**To-do list**
1. Lay out the listing, from its beginning through the line containing "[180,228,222,265]", inclusive, as a two-column CSV with the header label_text,boxes, giving one row for each line that asks for a bounding box together with the coordinates that follow it. Quote each field, replace line breaks with spaces, and leave out the pictures.
2. Carry on the passage about edible oil refining from the point where it stops.

#### Text provided ####

The finely distributed droplets sink down slowly, binding parts of shells and lecithins to them. The degummed water collects in the conical end of the neutraliser and can be drained off there.
Neutralisation prevents changes to the taste of the oil and extends its shelf life. Caustic soda (sodium hydroxide) is sprayed onto the surface of the oil to transform free fatty acids into water-soluble soap, which is then drained off at the conical end of the neutraliser.
During the bleaching process, metal trace elements, sterols and undesirable natural dyes are removed from the oil. The oil is first "dried", then well mixed with the bleaching clay to produce an optimum suspension to bind the quality-deteriorating particles to the bleaching clay. Finally the suspension is filtered through a plate filter and the contaminated bleaching clay is separated. The bleached oil, also known as semi-raffinate, is produced as the filtrate.
In the deodorisation process, also known as vaporisation, all the unwanted taste and odorous substances and the remaining fatty acids are removed from the oil. This process is performed at high temperatures and under vacuum.
Hot water is sprayed into the heated oil, and, as it escapes, unwanted substances, like peroxides, pollutants and other volatile substances, are carried off with it.
Refining is completed once the oil has cooled down to room temperature and been cleaned through a polishing filter.
Centrifuges are used – making use of their centrifugal force – in the production of edible fats and oils to separate the components of suspensions and emulsions.
At Florin AG, this separation process is used for the following three processes:
Winterisation is a purely physical process, in which the parts of the oil that melt at a higher temperature are separated from the main volume. Turbidity (crystals) in the oil is prevented and the winterised oil remains clear even at refrigerator temperatures.
The use of this process is restricted to oils that have a relatively low content of free fatty acids (FFA), as otherwise the loss of oil would be too great. Correspondingly, Florin AG uses dewaxing/winterisation for the production of sunflower oil and high oleic sunflower oil.
During neutralisation, the crude oil is heated to the optimum process temperature and citric acid is added to condition the non-hydrogenable phosphatides.
Additionally, diluted sodium hydroxide neutralises the free fatty acids and the phosphatides are bound with sufficient water.
The heated oil is added to the first centrifuge to separate off the soap stock. Any remaining traces of soap are removed by washing the neutral oil with hot water and are then separated from the oil in the second centrifuge. The remaining moisture is further reduced with the aid of a vacuum drier.
Citric acid is added to the crude oil, which has been heated to an optimum process temperature. After a short idle time, a proportion of the citric acid is neutralised with diluted sodium hydroxide and water is added to hydrate the phosphatides, if necessary.

#### Records supplied ####

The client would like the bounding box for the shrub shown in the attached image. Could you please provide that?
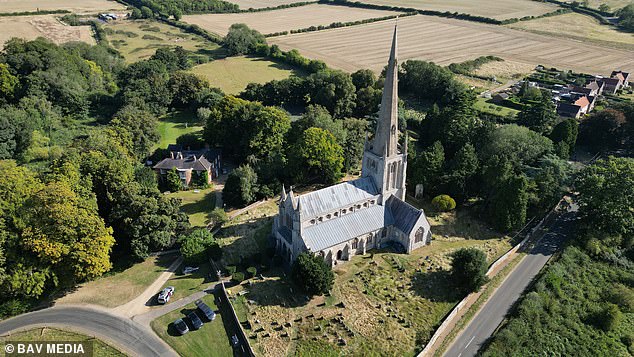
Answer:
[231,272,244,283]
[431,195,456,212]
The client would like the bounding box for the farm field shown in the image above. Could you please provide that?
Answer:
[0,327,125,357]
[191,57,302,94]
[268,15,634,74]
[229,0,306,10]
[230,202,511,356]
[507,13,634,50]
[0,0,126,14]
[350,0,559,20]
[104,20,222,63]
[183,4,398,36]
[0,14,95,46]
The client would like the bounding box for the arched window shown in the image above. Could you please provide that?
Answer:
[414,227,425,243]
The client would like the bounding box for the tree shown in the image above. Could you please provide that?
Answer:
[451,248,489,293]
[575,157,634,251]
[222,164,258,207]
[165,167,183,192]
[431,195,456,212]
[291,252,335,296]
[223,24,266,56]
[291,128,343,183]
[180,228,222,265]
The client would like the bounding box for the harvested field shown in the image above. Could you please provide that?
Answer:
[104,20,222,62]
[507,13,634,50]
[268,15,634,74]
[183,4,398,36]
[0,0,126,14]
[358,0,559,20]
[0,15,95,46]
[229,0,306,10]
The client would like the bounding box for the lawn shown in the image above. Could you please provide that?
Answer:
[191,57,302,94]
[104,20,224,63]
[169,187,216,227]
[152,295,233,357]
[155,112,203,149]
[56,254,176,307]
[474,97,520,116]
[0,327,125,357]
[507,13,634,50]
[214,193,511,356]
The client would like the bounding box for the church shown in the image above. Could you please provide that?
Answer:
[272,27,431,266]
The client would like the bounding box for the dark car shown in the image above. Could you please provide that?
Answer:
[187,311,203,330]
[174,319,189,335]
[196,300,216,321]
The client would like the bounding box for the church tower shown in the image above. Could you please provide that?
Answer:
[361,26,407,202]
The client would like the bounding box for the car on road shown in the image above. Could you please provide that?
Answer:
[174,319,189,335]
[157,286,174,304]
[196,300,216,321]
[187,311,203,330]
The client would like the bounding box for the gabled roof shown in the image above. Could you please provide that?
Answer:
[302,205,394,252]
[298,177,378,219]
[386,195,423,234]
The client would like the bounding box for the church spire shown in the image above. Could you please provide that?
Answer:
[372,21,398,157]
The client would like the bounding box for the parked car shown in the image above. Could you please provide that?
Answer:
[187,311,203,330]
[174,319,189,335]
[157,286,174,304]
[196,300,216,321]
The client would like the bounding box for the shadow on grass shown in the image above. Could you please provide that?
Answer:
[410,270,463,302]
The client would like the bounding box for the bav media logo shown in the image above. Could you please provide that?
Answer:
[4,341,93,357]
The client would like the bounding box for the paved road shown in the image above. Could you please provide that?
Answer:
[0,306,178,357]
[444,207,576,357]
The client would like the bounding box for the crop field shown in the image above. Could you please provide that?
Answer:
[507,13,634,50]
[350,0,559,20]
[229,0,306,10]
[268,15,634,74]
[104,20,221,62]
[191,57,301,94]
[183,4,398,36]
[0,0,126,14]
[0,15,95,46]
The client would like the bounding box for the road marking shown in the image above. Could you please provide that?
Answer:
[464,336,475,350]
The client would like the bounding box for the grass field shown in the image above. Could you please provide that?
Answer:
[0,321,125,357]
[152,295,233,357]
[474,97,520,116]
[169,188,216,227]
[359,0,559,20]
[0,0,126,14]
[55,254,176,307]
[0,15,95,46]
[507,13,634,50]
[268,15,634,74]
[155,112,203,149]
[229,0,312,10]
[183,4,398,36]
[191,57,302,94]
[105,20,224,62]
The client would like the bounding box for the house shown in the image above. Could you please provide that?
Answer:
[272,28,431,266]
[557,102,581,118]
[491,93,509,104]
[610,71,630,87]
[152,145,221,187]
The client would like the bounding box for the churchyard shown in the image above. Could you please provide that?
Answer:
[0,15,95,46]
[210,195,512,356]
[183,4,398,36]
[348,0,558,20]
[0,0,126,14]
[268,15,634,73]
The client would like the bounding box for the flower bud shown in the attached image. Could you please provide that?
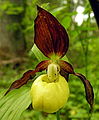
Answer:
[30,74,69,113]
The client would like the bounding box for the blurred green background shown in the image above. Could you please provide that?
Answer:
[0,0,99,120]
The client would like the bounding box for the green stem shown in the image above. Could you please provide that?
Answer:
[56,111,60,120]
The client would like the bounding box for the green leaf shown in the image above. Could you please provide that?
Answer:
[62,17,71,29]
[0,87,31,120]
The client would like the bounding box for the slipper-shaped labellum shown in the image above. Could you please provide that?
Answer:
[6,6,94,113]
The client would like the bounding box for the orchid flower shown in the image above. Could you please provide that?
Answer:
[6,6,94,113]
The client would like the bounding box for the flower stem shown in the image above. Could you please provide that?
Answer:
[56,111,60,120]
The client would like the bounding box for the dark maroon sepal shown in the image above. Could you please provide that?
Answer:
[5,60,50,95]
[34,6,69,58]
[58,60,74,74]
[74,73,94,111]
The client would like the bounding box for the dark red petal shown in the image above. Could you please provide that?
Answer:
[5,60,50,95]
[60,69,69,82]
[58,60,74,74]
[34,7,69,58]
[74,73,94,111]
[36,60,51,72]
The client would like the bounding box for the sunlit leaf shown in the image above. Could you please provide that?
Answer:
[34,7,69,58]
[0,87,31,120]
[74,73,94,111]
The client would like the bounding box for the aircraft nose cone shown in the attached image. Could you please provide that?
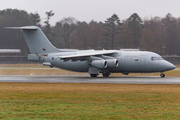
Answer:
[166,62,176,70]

####

**Task-by-task results**
1.
label_text,boxes
"The client would like the bounding box for the shrub shown in the attached image. Could you please provide that? Answer:","[231,272,244,283] [431,195,456,212]"
"The client would like the bounding box for the farm field shown in the image above. Could you please provide that? Answer:","[0,327,125,357] [191,57,302,94] [268,15,634,74] [229,0,306,10] [230,202,511,356] [507,13,634,50] [0,0,126,14] [350,0,559,20] [104,20,222,63] [183,4,398,36] [0,14,95,46]"
"The client would like the bounding box for the arched window shown in the image above. Could you please provide that? Answer:","[414,227,425,243]"
"The client would like the bounding box for the tree shown in the image above. Could you please provide that? Answer:","[451,248,489,293] [575,157,634,251] [222,164,258,207] [165,167,183,192] [431,195,456,212] [291,252,335,296] [223,24,266,56] [291,128,343,183] [180,228,222,265]"

2.
Both are mixed together in the mixer and the gum is separated from the oil in a centrifuge.
As very fine particles of phosphatide cannot be separated, a specific quantity of water is added to the oil, mixed in the mixer and passed into the high-performance washing separator, which separates fine particles from the water on account of its extremely high centrifugal force.
To prevent losses of oil, this phase is returned to the first centrifuge where the fine gum particles can be separated off with the remaining phosphatides. The oil degummed in this way is then dried and further processed.
The ideal melting point of a fat is deemed to be when its solidity is guaranteed at specific temperatures.
It is possible to choose between the following three processes to change the dropping point:
Hydrogenation – also known as hardening – affects the fatty acid spectrum, which has a direct impact on the melting properties. Hydrogen is added to the oil or fat, which – with the involvement of a catalyst – transforms the unsaturated fatty acids into saturated fatty acids. This chemical transformation raises the dropping point. The more unsaturated fatty acids are converted into saturated fatty acids, the higher is the dropping point.
Melted fat is cooled down during fractionation. It forms a suspension of stearin and olein. The stearin is separated from the olein, depending on the solidity required.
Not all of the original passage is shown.